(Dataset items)
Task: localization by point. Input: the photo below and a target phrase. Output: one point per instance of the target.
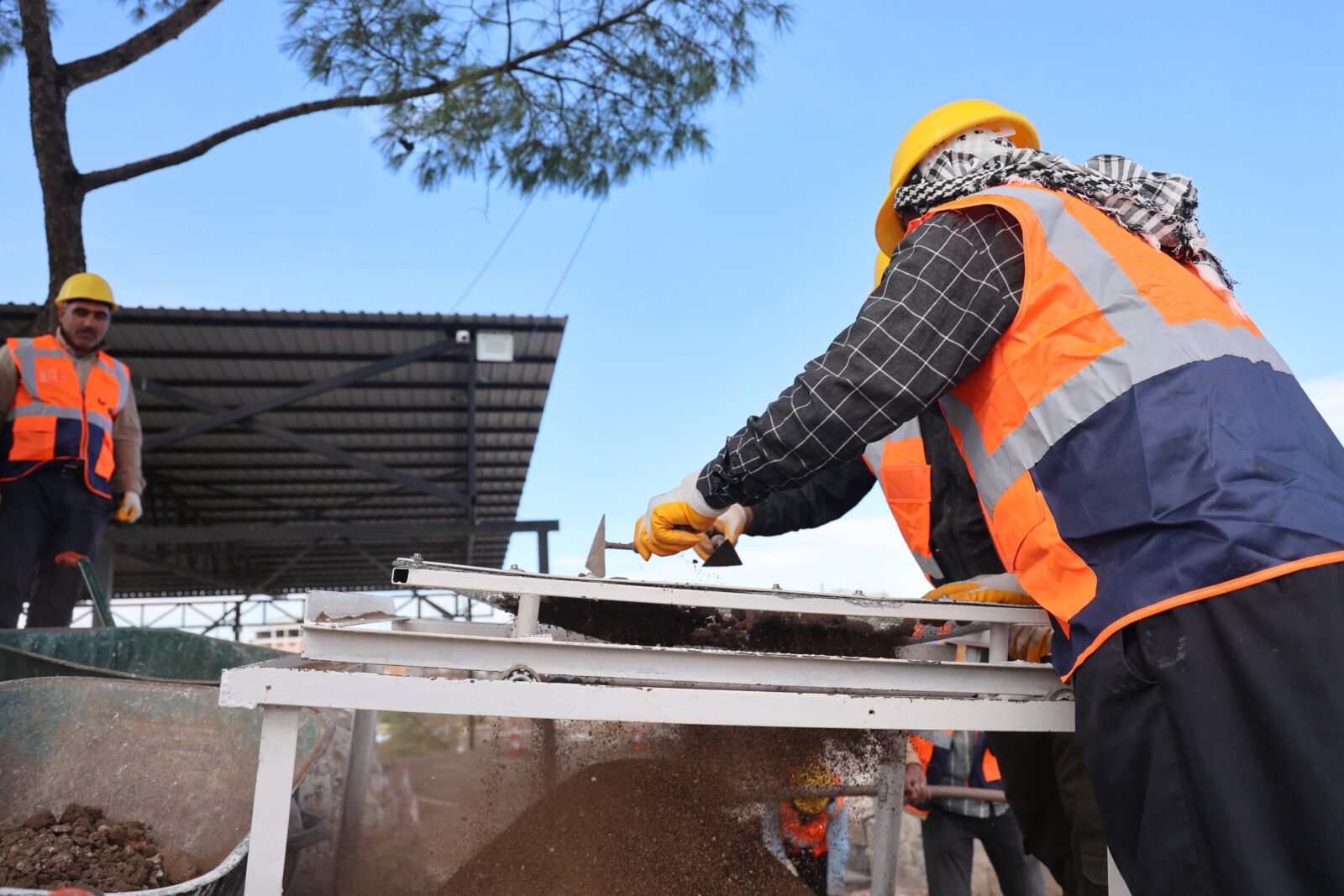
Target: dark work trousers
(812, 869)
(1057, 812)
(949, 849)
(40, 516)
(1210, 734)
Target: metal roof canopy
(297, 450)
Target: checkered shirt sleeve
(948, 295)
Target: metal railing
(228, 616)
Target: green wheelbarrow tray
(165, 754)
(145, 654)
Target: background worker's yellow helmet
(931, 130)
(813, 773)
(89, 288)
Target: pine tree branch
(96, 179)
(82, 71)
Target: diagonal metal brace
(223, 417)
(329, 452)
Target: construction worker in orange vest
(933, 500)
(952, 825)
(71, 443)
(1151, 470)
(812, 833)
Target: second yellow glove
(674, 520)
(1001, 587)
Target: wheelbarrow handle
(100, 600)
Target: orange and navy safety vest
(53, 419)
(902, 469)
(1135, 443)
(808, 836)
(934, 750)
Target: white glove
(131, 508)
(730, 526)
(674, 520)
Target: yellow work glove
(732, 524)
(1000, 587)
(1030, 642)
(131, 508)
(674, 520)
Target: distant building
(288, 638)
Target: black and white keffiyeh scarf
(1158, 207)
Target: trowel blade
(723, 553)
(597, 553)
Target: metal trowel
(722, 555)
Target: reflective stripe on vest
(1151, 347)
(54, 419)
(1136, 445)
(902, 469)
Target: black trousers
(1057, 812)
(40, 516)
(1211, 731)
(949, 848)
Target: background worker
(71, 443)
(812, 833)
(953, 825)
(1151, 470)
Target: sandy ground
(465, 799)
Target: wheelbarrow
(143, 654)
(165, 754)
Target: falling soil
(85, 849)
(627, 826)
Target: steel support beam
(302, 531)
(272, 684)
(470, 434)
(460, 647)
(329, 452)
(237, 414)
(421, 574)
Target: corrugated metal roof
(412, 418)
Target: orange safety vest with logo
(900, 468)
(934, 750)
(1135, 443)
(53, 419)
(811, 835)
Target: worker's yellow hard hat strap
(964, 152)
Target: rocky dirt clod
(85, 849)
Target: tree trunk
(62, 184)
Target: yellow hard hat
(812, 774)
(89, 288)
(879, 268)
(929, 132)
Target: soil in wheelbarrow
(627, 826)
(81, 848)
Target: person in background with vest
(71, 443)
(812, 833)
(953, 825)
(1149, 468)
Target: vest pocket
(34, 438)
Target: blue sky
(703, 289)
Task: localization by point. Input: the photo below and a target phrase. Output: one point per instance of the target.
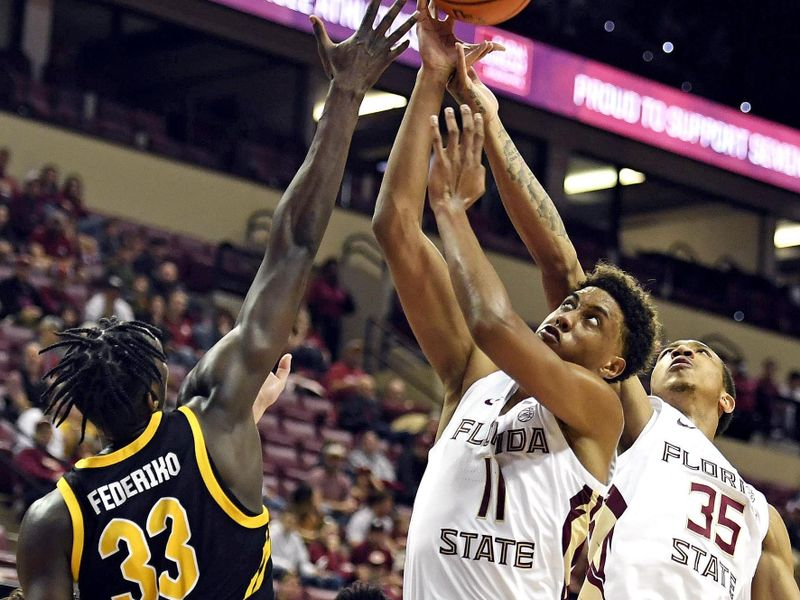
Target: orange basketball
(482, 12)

WHAT IS REQUIRED: Each line from the one bearing "Target: diagonal metal brace" through the final line of the records is to be copied exactly, and no pictures are to be included.

RESULT OF THE EXERCISE:
Target: diagonal metal brace
(223, 417)
(329, 452)
Target: construction worker in orange vest
(933, 500)
(952, 825)
(71, 443)
(1151, 470)
(812, 833)
Target: second yellow glove
(674, 520)
(1001, 587)
Target: wheelbarrow handle
(100, 600)
Target: orange and navy safety vest
(53, 419)
(902, 469)
(1135, 443)
(808, 836)
(934, 750)
Target: white glove
(131, 508)
(730, 526)
(674, 520)
Target: yellow work glove
(732, 524)
(1000, 587)
(1030, 642)
(131, 508)
(674, 520)
Target: distant building
(288, 638)
Target: black and white keffiyeh scarf
(1158, 207)
Target: trowel blade
(723, 553)
(597, 553)
Target: metal trowel
(722, 555)
Target: reflective stripe on vest
(1151, 347)
(54, 419)
(1136, 445)
(902, 469)
Target: black trousers
(1057, 812)
(40, 516)
(1211, 731)
(949, 848)
Target: background worker
(71, 443)
(812, 833)
(953, 825)
(1151, 470)
Target: sandy ground
(465, 799)
Target: wheelbarrow
(143, 654)
(165, 754)
Target: falling soil
(85, 849)
(627, 826)
Target: steel support beam
(302, 531)
(272, 684)
(470, 434)
(460, 647)
(329, 452)
(237, 414)
(421, 574)
Target: corrugated metal roof
(412, 418)
Target: orange safety vest with logo
(900, 468)
(934, 750)
(1135, 443)
(53, 419)
(811, 835)
Target: worker's yellow hard hat strap
(964, 152)
Target: rocky dirt clod
(85, 849)
Target: tree trunk
(62, 184)
Target: yellow hard hat
(812, 774)
(89, 288)
(879, 268)
(929, 132)
Target: soil in wheelbarrow
(627, 826)
(81, 848)
Target: person in background with vest
(71, 443)
(812, 833)
(953, 825)
(1149, 468)
Target: vest pocket
(34, 438)
Target: blue sky
(703, 289)
Task: localization by point. Input: the photo below and a target phrase. Output: one point per instance of the target.
Target: orange basketball
(482, 12)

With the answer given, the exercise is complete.